» **EXERCISE DIRECTIONS**
Collect every line of the records below that contains the word "Could", treating uppercase and lowercase as distinct.

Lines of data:

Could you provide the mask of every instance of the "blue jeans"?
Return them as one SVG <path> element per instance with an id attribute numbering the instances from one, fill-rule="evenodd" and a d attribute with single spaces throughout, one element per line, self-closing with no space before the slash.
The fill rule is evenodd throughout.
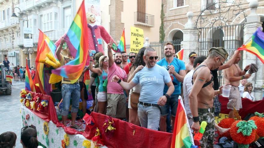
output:
<path id="1" fill-rule="evenodd" d="M 171 110 L 171 115 L 175 117 L 176 115 L 176 111 L 178 107 L 178 98 L 179 94 L 172 95 L 170 96 L 170 98 L 167 100 L 166 104 L 164 106 L 161 106 L 161 116 L 168 115 L 170 107 Z"/>
<path id="2" fill-rule="evenodd" d="M 71 112 L 78 112 L 79 100 L 81 97 L 80 89 L 80 84 L 78 83 L 72 84 L 62 84 L 62 115 L 68 115 L 71 97 L 72 100 L 70 111 Z"/>
<path id="3" fill-rule="evenodd" d="M 158 130 L 160 118 L 160 110 L 158 106 L 144 106 L 138 104 L 137 115 L 141 126 Z"/>

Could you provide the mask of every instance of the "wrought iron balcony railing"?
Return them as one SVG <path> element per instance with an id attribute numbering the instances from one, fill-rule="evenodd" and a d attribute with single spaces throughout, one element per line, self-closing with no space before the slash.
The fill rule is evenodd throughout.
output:
<path id="1" fill-rule="evenodd" d="M 154 16 L 149 14 L 140 12 L 134 13 L 134 25 L 147 27 L 154 27 Z"/>

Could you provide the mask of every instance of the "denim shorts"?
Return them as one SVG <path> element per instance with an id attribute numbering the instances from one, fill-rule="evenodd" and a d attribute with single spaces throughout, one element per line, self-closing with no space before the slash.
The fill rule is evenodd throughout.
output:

» **RESPONSE TO THIS TASK**
Could you provide the mask of every instance of the "blue jeans"?
Could you provide the mask of every instance of the "wrought iron balcony railing"?
Could you provide the mask of every instance of the "denim shorts"?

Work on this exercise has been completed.